_Saved entries_

+ + + + +

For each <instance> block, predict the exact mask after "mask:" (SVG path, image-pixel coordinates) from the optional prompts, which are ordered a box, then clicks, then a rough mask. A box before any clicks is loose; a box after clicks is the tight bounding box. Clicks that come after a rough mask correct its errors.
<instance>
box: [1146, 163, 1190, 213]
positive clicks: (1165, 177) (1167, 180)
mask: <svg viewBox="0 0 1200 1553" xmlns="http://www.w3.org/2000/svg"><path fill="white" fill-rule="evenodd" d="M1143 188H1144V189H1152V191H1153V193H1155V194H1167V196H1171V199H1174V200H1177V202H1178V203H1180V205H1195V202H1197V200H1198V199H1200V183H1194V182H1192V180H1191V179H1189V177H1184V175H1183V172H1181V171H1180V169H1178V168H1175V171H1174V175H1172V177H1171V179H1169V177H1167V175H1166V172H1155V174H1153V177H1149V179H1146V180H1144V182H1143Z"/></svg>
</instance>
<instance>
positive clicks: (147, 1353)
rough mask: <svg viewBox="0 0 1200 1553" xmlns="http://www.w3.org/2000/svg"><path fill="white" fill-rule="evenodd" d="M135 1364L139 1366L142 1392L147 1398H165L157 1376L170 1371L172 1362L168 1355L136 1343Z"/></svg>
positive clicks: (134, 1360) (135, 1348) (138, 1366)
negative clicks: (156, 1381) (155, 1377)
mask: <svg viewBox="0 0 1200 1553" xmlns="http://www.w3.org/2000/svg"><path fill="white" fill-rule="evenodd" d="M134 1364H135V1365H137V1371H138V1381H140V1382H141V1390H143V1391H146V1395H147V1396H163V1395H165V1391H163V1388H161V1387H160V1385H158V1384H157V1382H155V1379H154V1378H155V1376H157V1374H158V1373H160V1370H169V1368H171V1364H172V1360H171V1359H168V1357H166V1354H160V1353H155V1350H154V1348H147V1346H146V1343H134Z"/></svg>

+ + + + +

_To do_
In the entries above, count each line holding the word "instance" and give that count alone.

_Answer to the problem_
4